(Natural-language object grounding data)

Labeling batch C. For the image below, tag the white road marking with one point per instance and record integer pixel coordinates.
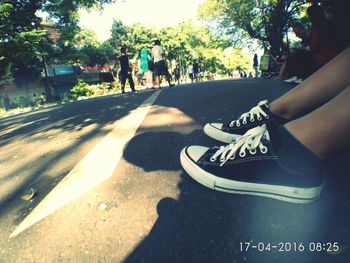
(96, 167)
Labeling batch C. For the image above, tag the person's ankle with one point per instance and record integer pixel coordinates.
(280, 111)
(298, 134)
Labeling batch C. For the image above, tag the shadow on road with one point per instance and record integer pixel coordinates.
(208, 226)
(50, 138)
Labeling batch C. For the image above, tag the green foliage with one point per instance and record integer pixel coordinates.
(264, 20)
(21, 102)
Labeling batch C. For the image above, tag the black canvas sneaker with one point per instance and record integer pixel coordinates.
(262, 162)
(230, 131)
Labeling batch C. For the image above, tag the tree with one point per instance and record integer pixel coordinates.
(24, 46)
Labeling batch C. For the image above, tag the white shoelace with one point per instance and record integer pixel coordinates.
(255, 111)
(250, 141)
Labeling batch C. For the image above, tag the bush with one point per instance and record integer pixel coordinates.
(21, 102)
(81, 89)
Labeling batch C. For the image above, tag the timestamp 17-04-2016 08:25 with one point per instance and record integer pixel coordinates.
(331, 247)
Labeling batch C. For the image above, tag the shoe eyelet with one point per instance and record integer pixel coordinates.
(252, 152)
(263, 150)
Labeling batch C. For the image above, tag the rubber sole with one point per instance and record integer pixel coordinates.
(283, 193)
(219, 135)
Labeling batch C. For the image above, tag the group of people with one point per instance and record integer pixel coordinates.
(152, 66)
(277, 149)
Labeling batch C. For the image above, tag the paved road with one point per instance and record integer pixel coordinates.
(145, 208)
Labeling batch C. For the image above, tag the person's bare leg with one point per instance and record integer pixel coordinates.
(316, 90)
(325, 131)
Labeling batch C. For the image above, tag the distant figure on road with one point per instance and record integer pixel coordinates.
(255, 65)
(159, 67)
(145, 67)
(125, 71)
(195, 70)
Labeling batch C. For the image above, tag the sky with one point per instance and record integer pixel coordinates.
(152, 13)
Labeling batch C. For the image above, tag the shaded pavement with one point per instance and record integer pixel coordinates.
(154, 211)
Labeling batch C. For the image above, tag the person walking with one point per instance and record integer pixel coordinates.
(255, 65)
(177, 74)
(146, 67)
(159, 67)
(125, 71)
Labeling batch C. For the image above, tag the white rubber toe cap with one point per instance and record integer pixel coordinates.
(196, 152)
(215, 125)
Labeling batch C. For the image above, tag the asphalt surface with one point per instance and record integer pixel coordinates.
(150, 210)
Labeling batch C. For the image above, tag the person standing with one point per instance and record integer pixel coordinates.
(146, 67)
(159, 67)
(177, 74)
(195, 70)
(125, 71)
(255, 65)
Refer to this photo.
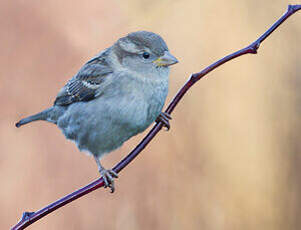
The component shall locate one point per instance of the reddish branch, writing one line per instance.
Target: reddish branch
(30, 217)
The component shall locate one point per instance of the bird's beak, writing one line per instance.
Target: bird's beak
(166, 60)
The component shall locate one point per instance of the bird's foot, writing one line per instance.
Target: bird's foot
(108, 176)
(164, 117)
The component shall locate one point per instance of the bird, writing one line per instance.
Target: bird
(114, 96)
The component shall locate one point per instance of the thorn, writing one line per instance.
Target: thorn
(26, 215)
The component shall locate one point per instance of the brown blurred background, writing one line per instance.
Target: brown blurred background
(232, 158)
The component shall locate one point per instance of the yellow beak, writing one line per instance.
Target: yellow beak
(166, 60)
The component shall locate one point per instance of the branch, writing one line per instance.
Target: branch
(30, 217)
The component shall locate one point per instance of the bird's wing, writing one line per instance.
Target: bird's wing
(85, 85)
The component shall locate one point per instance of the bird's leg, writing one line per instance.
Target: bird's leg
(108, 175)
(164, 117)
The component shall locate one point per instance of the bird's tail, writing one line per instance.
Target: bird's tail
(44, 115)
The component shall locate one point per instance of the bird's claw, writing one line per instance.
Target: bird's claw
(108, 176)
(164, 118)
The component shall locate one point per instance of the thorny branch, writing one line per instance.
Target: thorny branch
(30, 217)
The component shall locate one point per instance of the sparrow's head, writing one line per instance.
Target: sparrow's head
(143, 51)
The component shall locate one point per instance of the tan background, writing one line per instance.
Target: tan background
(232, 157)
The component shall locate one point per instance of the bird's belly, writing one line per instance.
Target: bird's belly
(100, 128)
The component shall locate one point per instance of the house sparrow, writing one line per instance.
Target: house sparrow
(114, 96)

* [Work request]:
Please reproduce every entry above exactly, but leave out the pictures.

* [Output below]:
Labeling batch C. For the image below, tag the white road marking with one point per instance and record integer pixel coordinates.
(96, 167)
Labeling batch C. For the image above, tag the person's ankle with one point per instance and record integer pixel coordinates.
(280, 111)
(298, 134)
Labeling batch C. For the image above, tag the shadow on road with one point per instance and record integer pixel coordinates.
(208, 226)
(50, 138)
Labeling batch C. For the image above, tag the green foliage with one point per instance and record integer pixel coordinates.
(264, 20)
(21, 102)
Labeling batch C. For the image above, tag the black canvas sneaker with one point per instance and record integer pixel coordinates.
(262, 162)
(230, 131)
Labeling batch C. For the image above, tag the tree with one point per instance and record integer pixel coordinates.
(24, 46)
Labeling batch C. For the image above, tag the white shoelace with one point per instance and record integer pixel coordinates.
(255, 111)
(250, 141)
Labeling batch C. For the image above, tag the bush with one point per instance and record integer pixel coordinates.
(21, 102)
(81, 89)
Labeling batch C. For the image above, tag the timestamp 17-04-2016 08:25 with one point per instance and record integer pixel coordinates.
(331, 247)
Labeling batch C. For the image above, tag the shoe eyelet with one point per instance and record integer pixel coordinates.
(252, 152)
(263, 150)
Labeling batch C. For the image above, tag the rubber sole with one point per instance and record integer pixel coordinates.
(283, 193)
(219, 135)
Labeling batch C. For the image above, tag the group of people with one point per instance and record integer pixel coordinates.
(152, 66)
(277, 149)
Labeling batch C. For the image above, tag the paved road with one point per instance and record integer pixel coordinates.
(145, 208)
Labeling batch C. For the image above, tag the person's bare leg with one point per instance and record integer pixel coordinates.
(316, 90)
(325, 131)
Labeling batch C. For the image above, tag the distant figure on road with one point per instance and record integer pixel coordinates.
(255, 65)
(159, 67)
(145, 67)
(125, 71)
(195, 70)
Labeling batch C. For the image above, tag the sky with one point per instance and record integer pixel coordinates.
(152, 13)
Labeling batch C. For the image above, tag the shaded pavement with one point per instance and record integer pixel coordinates.
(154, 211)
Labeling batch C. For the image above, tag the person walking with one point per instance and record integer pixel coordinates.
(255, 65)
(177, 74)
(146, 67)
(159, 67)
(125, 71)
Labeling batch C. For the image above, tag the white rubber toe cap with one point per instance and record integer pixel coordinates.
(196, 152)
(215, 125)
Labeling batch C. For the image above, tag the asphalt surface with one point per instance and record integer pixel coordinates.
(150, 210)
Labeling batch C. For the image above, tag the person standing with one point per instance and record integer pixel coordinates.
(146, 67)
(159, 67)
(177, 74)
(195, 70)
(125, 71)
(255, 65)
Refer to this photo.
The component shall locate one point per instance of the reddish branch, writing one line per instance.
Target: reddish branch
(30, 217)
The component shall locate one point per instance of the bird's beak, writing one line per instance.
Target: bird's beak
(166, 60)
The component shall locate one point per instance of the bird's foot, writing one line per instance.
Target: bird's foot
(108, 176)
(164, 117)
The component shall locate one point per instance of the bird, writing one line per instance.
Target: bird
(114, 96)
The component shall locate one point per instance of the thorn, writing one line per instance.
Target: thorn
(26, 215)
The component shall locate one point per instance of the brown blurred background, writing one line per instance.
Target: brown blurred background
(232, 158)
The component shall locate one point per instance of the yellow beak, writing one line per instance.
Target: yellow beak
(166, 60)
The component shall locate one point per instance of the branch, writing one line per instance.
Target: branch
(30, 217)
The component shall locate one point per instance of the bird's wing, writing one line per instance.
Target: bird's wing
(85, 85)
The component shall locate one point per instance of the bird's leg, writing one line per instance.
Target: bird's leg
(108, 175)
(164, 117)
The component shall locate one point per instance of the bird's tail, writing one line per instance.
Target: bird's tail
(44, 115)
The component shall locate one point per instance of the bird's claw, writing one line per instance.
Target: bird's claw
(108, 176)
(164, 118)
The component shall locate one point per instance of the thorny branch, writing one line per instance.
Target: thorny branch
(30, 217)
The component shall locate one point per instance of the sparrow's head, writing one line per instance.
Target: sparrow's head
(143, 51)
The component shall locate one point per instance of the tan background, writing one line per instance.
Target: tan background
(232, 157)
The component shall locate one point per instance of the bird's belly, writing one line per instance.
Target: bird's belly
(100, 128)
The component shall locate one point per instance of the house sparrow, writing one line per instance.
Target: house sparrow
(114, 96)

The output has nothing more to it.